» **YOUR ASSIGNMENT**
From the round table notes below, extract the passage starting with "Sites / Services" and going on through "are doing nothing.", copied word for word.

» **SELECTED EXCERPT**
»»

Sites / Services round table:

  • Lisa/FNAL: ntr
  • Kyle/OSG: ntr
  • Pavel/KIT: announce downtime April 25 for tape service from 6 to 10 UTC, writing and reading will not be available
  • Giovanni/CNAF: upgrade of tapes tomorrow from 5.30 to 13 UTC
  • Ronald/NLT1: ntr
  • Thomas/NDGF: observed some short (1 minute) network interruptions earlier today; network provider is escalating this with the vendor
  • Jhen-Wei/ASGC: LCG CEs will be removed
  • Rolf/IN2P3: prepared some statistics for short jobs as suggested by ATLAS
    • Since Friday 4pm: ATLAS submitted 46k jobs, with 43% short (less than 200 seconds); LHCb is even worse, 59k jobs with 90% of them short; ALICE also has a high fraction of short jobs, but has much fewer jobs altogether. It seems that many ATLAS and LHCb jobs are doing nothing.

««

» **INFORMATION SHOWN**
»»

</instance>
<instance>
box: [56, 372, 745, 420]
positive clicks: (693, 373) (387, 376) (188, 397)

««

» **EXERCISE RESPONSE**
Sites / Services round table:

  • Lisa/FNAL: ntr
  • Kyle/OSG: ntr
  • Pavel/KIT: announce downtime April 25 for tape service from 6 to 10 UTC, writing and reading will not be available
  • Giovanni/CNAF: upgrade of tapes tomorrow from 5.30 to 13 UTC
  • Ronald/NLT1: ntr
  • Thomas/NDGF: observed some short (1 minute) network interruptions earlier today; network provider is escalating this with the vendor
  • Jhen-Wei/ASGC: LCG CEs will be removed
  • Rolf/IN2P3: prepared some statistics for short jobs as suggested by ATLAS
    • Since Friday 4pm: ATLAS submitted 46k jobs, with 43% short (less than 200 seconds); LHCb is even worse, 59k jobs with 90% of them short; ALICE also has a high fraction of short jobs, but has much fewer jobs altogether. It seems that many ATLAS and LHCb jobs are doing nothing.